### AIM OF THE EXERCISE
Each line below must be reproduced exactly.

== TASK MATERIAL

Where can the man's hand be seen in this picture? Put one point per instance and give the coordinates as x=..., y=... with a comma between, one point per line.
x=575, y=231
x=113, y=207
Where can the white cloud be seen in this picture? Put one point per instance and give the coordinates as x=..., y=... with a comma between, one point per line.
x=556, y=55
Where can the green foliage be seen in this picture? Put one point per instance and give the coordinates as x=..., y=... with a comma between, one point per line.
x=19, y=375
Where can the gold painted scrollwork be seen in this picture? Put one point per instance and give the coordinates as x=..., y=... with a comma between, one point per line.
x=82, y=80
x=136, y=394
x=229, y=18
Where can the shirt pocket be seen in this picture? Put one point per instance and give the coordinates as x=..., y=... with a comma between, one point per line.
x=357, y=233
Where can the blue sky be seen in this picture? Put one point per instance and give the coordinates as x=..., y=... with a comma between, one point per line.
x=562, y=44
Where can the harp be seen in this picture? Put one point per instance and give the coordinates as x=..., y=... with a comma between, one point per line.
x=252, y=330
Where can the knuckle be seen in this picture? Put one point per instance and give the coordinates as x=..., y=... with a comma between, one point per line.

====

### SOLUTION TO THIS TASK
Where can the man's hand be seen in this picture? Put one point per instance and give the coordinates as x=..., y=... with a comma between, one point per line.
x=575, y=231
x=113, y=207
Where can the white cloud be seen in this picture? Put one point per instance and give the coordinates as x=..., y=... with a comma between, one point per line.
x=556, y=55
Where can the green foliage be seen in this picture? Put one point per instance and give the coordinates as x=..., y=... with a comma between, one point per line.
x=19, y=375
Where can the gold painted scrollwork be seen in this picture? Put one point per instance and give the coordinates as x=..., y=... with a comma between, one point per line.
x=82, y=80
x=136, y=394
x=229, y=18
Where can the shirt pocket be seen in this picture? Put one point per instance and give the coordinates as x=..., y=... with a comma between, one point per line.
x=357, y=233
Where can the blue sky be seen in this picture? Put one point per instance and give the coordinates as x=..., y=... with a comma between, one point per line.
x=562, y=44
Where can the harp be seen in this picture? Put one point per instance and give the coordinates as x=..., y=... with a comma between, one point per line.
x=252, y=330
Where can the knuckle be seen in this picture? Put one point per instance and give the coordinates as x=..., y=... with a comma between, one point per line.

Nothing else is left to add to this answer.